Exercise instructions: Find every line in the records below that contains the string "target", and copy each one. Case counts.

--- --- ---

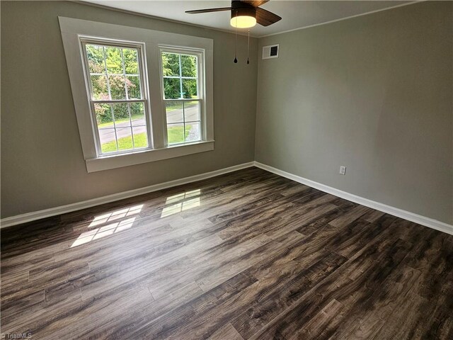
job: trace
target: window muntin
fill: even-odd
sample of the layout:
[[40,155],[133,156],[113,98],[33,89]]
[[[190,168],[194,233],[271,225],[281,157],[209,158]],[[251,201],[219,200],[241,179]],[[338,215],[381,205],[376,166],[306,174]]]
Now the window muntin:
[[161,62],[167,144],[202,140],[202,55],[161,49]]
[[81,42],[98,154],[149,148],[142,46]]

--- --- ---

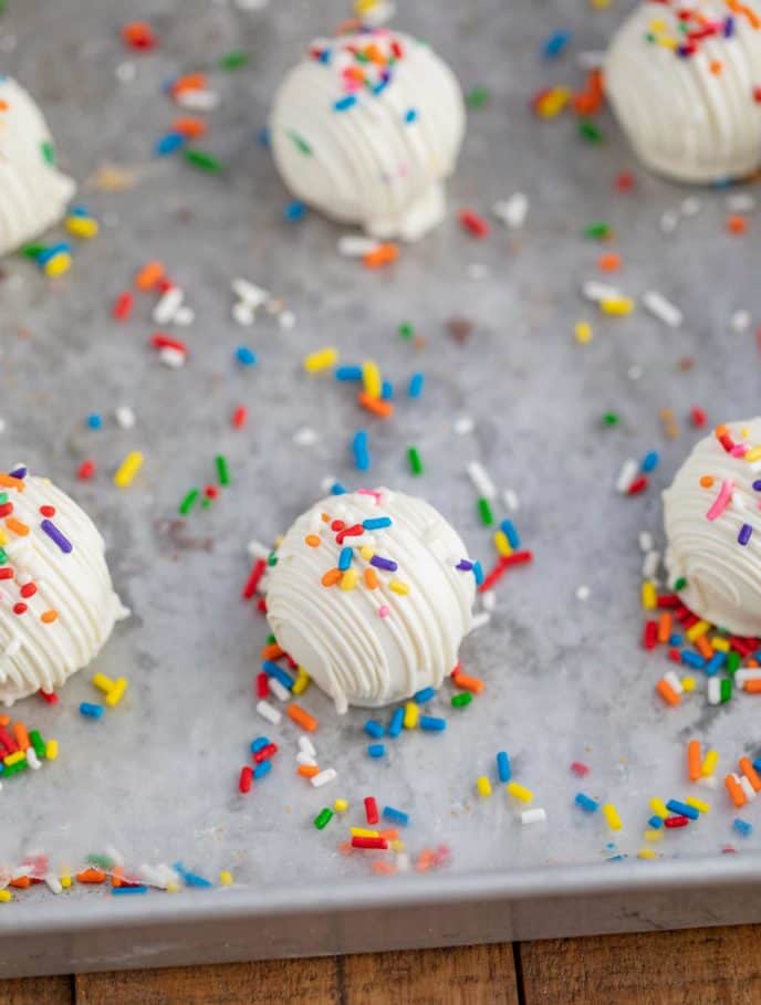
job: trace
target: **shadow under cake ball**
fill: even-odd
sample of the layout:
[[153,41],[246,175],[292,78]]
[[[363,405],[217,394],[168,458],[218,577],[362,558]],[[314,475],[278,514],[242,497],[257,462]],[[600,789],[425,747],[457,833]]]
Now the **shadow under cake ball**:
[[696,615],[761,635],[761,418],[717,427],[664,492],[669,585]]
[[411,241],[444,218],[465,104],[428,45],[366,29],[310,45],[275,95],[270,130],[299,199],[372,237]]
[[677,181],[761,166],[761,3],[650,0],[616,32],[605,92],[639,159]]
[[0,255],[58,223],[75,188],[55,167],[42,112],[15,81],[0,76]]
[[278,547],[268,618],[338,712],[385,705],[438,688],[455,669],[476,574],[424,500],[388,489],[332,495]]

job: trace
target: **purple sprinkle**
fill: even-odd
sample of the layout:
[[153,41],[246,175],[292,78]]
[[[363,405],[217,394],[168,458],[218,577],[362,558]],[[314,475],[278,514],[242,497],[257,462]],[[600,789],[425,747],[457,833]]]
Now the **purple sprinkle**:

--- --- ---

In response:
target: window muntin
target: **shadow under cake ball**
target: **purple sprinkle**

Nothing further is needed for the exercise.